What you need to do:
Whenever the word "with" appears in a line of the data below, copy that line.

Material provided:
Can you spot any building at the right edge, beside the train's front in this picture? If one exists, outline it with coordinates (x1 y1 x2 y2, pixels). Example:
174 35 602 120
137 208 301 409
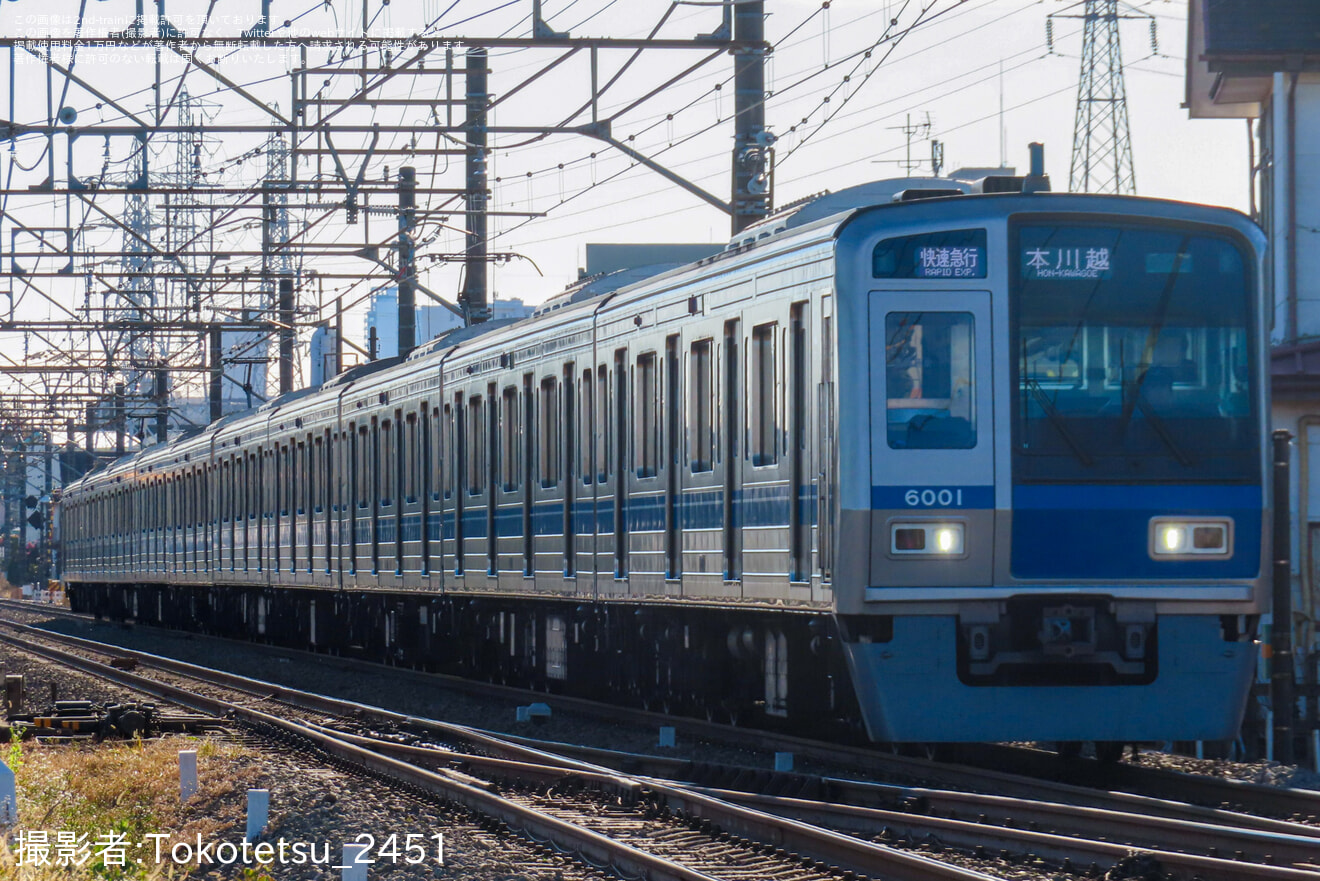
1185 0 1320 668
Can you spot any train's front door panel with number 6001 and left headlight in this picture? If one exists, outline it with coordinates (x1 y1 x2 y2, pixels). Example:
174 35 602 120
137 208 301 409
870 291 994 589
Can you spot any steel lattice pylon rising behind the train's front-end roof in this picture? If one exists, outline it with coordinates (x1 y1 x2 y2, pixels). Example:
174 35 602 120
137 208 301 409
1048 0 1155 194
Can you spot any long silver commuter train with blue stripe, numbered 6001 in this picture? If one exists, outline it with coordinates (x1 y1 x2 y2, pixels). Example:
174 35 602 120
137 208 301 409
59 167 1271 749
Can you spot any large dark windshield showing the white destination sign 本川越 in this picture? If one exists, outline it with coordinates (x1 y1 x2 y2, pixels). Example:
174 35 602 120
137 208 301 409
1011 226 1259 482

Answer to this problem:
Can you spot any building at the right edge, beside the train's front in this picture? If one exists, outline it with coordinates (x1 y1 x2 y2, pixels). Example:
Can you spot any train's front door panel with number 6001 and left headlight in this picture? If one exists, outline it with coordinates (x1 y1 x2 y2, pixels). Example:
Can you spot any steel lattice pylon rising behind the train's front-end roof in this picture? If one exists, outline it with coordinates (x1 y1 x2 y2, pixels). Example:
Can you spot any long silver commuter train with blue stripe, numbered 6001 in this picture? If one exists, outline it with coordinates (x1 y1 x2 y2, pixels). Example:
Can you spot any large dark windshield showing the white destination sign 本川越 in this picture? If one exists, outline it with coordinates (x1 y1 x2 y2, pixels). Example:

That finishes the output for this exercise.